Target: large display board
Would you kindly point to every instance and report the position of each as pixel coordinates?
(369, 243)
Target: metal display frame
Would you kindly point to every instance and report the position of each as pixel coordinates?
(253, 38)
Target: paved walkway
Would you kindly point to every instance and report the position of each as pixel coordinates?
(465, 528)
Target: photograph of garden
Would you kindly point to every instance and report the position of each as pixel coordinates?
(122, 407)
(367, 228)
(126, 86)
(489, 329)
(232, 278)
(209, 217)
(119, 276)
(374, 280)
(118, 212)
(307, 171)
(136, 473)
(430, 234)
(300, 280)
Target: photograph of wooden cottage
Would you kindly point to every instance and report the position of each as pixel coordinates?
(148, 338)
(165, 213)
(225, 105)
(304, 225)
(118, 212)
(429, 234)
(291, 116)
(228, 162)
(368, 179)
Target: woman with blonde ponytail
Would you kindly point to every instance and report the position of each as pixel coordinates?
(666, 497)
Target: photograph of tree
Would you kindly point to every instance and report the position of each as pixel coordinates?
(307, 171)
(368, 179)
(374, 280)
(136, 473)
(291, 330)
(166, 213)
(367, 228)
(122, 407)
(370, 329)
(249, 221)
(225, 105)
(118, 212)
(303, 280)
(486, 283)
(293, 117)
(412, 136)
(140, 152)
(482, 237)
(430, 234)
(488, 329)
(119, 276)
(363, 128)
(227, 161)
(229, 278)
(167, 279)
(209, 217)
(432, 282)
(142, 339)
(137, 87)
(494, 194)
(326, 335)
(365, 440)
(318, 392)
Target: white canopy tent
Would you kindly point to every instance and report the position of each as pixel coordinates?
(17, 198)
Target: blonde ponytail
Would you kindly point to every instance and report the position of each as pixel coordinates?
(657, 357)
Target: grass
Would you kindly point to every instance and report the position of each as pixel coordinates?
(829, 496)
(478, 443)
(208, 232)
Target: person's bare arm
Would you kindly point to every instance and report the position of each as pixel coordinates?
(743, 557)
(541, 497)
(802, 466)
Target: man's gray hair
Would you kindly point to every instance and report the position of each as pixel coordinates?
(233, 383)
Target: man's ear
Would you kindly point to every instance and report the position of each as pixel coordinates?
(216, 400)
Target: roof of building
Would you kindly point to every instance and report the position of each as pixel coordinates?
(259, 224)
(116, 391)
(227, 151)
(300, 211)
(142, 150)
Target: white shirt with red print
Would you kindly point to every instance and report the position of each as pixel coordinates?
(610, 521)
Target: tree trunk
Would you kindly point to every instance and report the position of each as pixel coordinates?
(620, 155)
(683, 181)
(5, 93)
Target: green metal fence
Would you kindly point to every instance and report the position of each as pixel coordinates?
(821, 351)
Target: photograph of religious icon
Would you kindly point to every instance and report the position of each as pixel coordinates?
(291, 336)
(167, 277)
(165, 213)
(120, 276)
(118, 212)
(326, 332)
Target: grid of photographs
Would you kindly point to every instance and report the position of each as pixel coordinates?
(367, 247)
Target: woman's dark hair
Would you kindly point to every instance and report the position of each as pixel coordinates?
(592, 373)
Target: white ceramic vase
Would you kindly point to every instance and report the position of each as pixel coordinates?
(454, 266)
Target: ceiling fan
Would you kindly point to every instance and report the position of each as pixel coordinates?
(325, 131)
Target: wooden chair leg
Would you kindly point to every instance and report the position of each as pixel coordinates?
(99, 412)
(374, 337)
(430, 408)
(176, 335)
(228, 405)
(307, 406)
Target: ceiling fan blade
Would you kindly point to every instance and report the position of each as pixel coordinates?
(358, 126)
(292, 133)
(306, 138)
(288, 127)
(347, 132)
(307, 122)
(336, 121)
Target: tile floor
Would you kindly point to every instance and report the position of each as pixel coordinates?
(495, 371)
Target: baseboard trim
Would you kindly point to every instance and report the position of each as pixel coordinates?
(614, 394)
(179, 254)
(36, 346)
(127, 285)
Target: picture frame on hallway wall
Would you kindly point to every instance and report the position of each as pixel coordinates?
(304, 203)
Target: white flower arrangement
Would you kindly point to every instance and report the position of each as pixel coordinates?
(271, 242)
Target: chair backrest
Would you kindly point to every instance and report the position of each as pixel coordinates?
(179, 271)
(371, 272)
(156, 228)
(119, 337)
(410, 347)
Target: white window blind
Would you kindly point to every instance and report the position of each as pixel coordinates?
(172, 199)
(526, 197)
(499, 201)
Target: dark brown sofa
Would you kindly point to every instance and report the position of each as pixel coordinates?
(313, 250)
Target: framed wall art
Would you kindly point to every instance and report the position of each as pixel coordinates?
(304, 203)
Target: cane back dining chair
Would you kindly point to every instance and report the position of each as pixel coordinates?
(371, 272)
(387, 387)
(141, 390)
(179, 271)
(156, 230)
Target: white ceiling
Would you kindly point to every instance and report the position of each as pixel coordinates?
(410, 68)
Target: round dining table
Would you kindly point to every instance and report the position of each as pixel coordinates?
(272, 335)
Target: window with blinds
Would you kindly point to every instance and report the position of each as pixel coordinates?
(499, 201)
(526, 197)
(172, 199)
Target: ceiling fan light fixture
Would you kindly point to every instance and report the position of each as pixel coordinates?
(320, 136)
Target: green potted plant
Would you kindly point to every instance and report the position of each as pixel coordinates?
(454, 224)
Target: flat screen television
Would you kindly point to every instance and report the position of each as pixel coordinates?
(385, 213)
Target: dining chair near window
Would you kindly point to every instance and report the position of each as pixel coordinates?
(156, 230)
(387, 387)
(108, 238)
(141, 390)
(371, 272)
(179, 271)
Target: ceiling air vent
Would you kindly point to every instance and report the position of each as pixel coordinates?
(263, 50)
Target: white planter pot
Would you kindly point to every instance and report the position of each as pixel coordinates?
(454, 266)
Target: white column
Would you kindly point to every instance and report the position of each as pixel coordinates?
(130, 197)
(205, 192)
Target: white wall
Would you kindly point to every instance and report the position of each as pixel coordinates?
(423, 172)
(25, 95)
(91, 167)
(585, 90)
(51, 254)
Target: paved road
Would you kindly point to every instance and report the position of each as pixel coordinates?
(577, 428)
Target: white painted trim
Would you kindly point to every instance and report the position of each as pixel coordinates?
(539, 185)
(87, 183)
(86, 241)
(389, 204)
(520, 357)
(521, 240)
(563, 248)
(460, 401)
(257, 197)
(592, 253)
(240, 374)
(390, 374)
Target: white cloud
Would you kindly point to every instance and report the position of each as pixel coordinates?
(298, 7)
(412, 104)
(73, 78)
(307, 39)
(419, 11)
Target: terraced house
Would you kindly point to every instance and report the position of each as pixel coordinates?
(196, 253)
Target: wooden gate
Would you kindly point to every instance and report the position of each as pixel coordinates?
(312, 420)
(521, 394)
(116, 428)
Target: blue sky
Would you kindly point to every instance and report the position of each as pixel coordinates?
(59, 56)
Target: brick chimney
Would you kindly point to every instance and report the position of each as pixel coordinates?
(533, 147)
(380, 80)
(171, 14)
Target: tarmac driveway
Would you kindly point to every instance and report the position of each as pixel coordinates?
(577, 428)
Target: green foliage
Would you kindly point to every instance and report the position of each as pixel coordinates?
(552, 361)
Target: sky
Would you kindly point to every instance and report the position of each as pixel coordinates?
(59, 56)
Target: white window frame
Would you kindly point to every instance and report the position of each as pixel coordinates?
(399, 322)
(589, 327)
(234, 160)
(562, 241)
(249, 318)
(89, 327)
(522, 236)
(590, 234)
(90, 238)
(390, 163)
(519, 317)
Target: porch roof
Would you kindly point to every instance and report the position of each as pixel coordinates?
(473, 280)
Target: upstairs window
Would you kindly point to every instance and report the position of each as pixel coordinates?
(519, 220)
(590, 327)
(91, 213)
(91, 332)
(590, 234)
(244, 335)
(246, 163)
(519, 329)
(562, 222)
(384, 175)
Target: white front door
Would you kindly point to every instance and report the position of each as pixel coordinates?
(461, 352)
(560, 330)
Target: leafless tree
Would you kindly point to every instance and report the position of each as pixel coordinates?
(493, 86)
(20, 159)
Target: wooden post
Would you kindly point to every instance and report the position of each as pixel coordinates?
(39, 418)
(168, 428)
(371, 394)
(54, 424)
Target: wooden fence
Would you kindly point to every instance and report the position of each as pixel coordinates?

Task statement: Take the entries above and return only the lines from the one with "Target: baseboard trim" to the one with "Target: round dining table", both included, unchanged.

Response to this task:
Target: baseboard trim
Would you kindly point to every instance and report the position of each as pixel coordinates?
(614, 394)
(179, 254)
(36, 346)
(127, 285)
Target: picture frame on hallway wall
Would you kindly point to every instance and report the position of each as pixel coordinates?
(304, 203)
Target: white flower arrangement
Would you kindly point to every instance and report the position of each as pixel coordinates?
(271, 242)
Target: chair backrest
Would you kindly point to every instance and report the position of each as pixel coordinates?
(179, 271)
(371, 272)
(156, 228)
(119, 337)
(410, 347)
Target: white window blind
Would you kindly point to every instance and report the position of each as pixel coordinates?
(172, 199)
(526, 197)
(499, 201)
Target: dark brown sofa
Would you kindly point to every instance and report the position of each as pixel coordinates?
(313, 250)
Target: framed wall art
Would you kindly point to every instance and report the position of each as pixel coordinates?
(304, 203)
Target: cane back dining chair
Would you kindly point to every instance and report the position of each as pixel coordinates?
(371, 272)
(387, 387)
(141, 390)
(179, 271)
(156, 230)
Target: white ceiling
Would you kindly point to every instance and report the position of each as pixel coordinates?
(410, 68)
Target: round dining table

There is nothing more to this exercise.